CONSIGNE »
Extrayez à l'identique, dans le discours de Volker Türk, tout le passage qui va de « La confiance, dans » jusqu'à « formulé des engagements. ».

TEXTE FOURNI »
※ ※ ※

Déclarations Haut-Commissariat aux droits de l’homme
Volker Türk appelle les dirigeants mondiaux à « rétablir les bases de l’espoir »
12 décembre 2023
Prononcé par
Volker Türk, Haut-Commissaire des Nations Unies aux droits de l’homme
À
Manifestation de haut niveau à l’occasion du soixante-quinzième anniversaire de la Déclaration universelle des droits de l’homme : cérémonie d’ouverture avec les chefs d’État
Excellences,
chers collègues et amis,
Je vous souhaite chaleureusement la bienvenue.
Cette journée est cruciale.
Nous sommes ici pour rétablir les bases de l’espoir. Un espoir dont nous avons besoin aujourd’hui, peut-être plus que jamais, en ce sombre moment de l’histoire.
Des troubles et des divisions. Une situation géopolitique complexe et tendue. Des inégalités croissantes. Et la peur.
Dans le Territoire palestinien occupé et en Israël encore une fois, ainsi qu’en Ukraine, au Soudan, au Myanmar et dans bien trop d’autres pays, les conflits, insolubles et brutaux, infligent sans remords de terribles souffrances aux civils, ce qui est insupportable.
La confiance, dans les autres et dans les institutions qui nous guident, est en chute libre.
Nous sommes en train de revenir sur les ambitions cruciales énoncées dans le Programme de développement durable.
L’espace civique se rétrécit, réduisant au silence ceux qui peuvent provoquer le changement dont nous avons réellement besoin.
La crise climatique est en train d’embraser notre monde.
Ces crises et d’autres encore sont les conséquences de notre incapacité à défendre les droits de l’homme.
Ce n’est pas l’échec des droits de l’homme : ces crises témoignent des dommages causés lorsque les droits humains sont ignorés et violés.
Excellences,
Hier, des communautés de toutes les régions ont lancé un appel urgent au changement, proposé des idées transformatrices et formulé des engagements.
Plus de 155 États ont annoncé leurs propres engagements sur un large éventail de questions relatives aux droits humains.
Qu’il s’agisse de faire progresser les droits des femmes et des enfants ou de prendre des engagements concrets concernant les changements climatiques. D’autonomiser les personnes handicapées ou de garantir des réformes législatives qui promettent d’avoir un effet durable sur la vie des gens.
Je suis ravi de cette vague de promesses transformatrices.
Aujourd’hui, je vous demande de passer des spécificités de vos perspectives nationales ou individuelles à quatre grands domaines de discussion sur la manière dont nous pouvons placer les droits humains au centre de toutes les décisions politiques et de toutes les actions, aujourd’hui et à l’avenir.
Les droits humains sont un bien public mondial et en tant que dirigeants, vous avez le devoir de les faire progresser.

※ ※ ※

DONNÉES AFFICHÉES »
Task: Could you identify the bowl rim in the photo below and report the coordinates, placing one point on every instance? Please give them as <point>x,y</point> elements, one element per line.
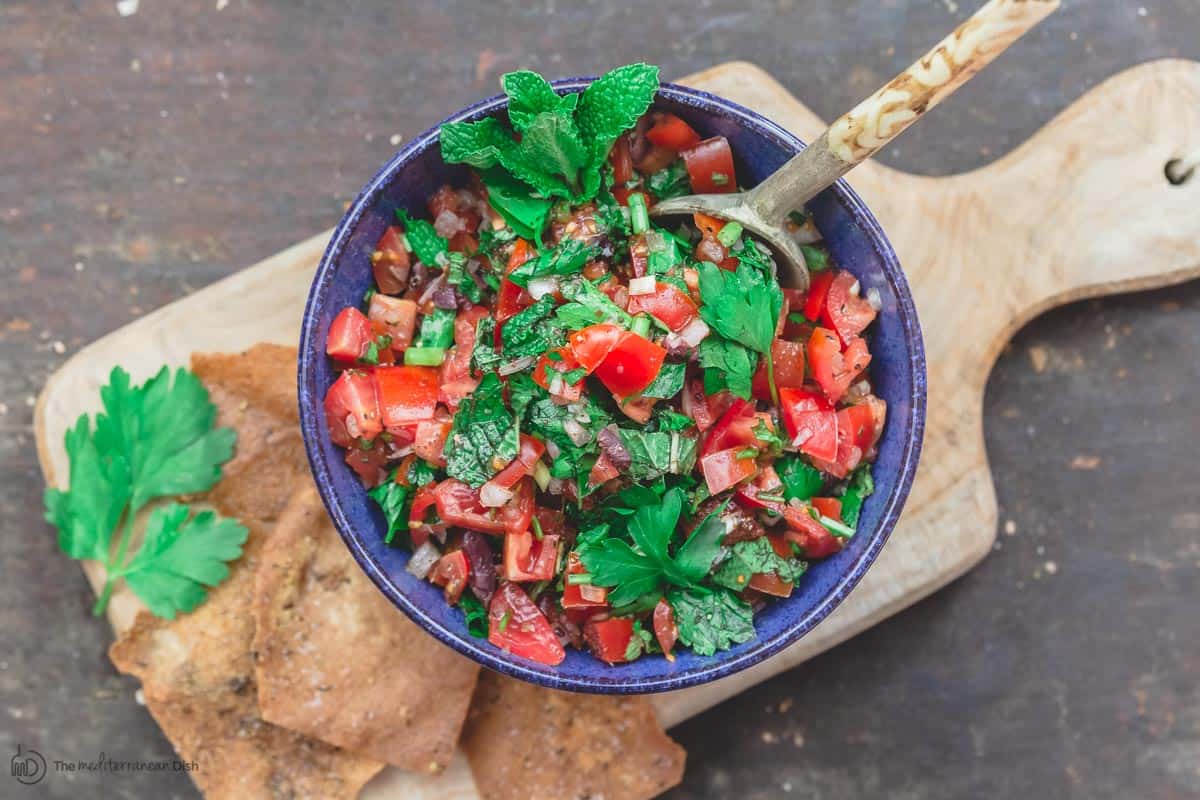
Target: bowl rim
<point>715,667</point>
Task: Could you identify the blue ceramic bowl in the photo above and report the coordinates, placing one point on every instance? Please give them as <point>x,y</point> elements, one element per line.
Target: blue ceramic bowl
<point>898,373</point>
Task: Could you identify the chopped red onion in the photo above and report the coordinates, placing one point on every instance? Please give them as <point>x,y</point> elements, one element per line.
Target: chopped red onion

※ ※ ※

RÉSULTAT OBTENU »
La confiance, dans les autres et dans les institutions qui nous guident, est en chute libre.
Nous sommes en train de revenir sur les ambitions cruciales énoncées dans le Programme de développement durable.
L’espace civique se rétrécit, réduisant au silence ceux qui peuvent provoquer le changement dont nous avons réellement besoin.
La crise climatique est en train d’embraser notre monde.
Ces crises et d’autres encore sont les conséquences de notre incapacité à défendre les droits de l’homme.
Ce n’est pas l’échec des droits de l’homme : ces crises témoignent des dommages causés lorsque les droits humains sont ignorés et violés.
Excellences,
Hier, des communautés de toutes les régions ont lancé un appel urgent au changement, proposé des idées transformatrices et formulé des engagements.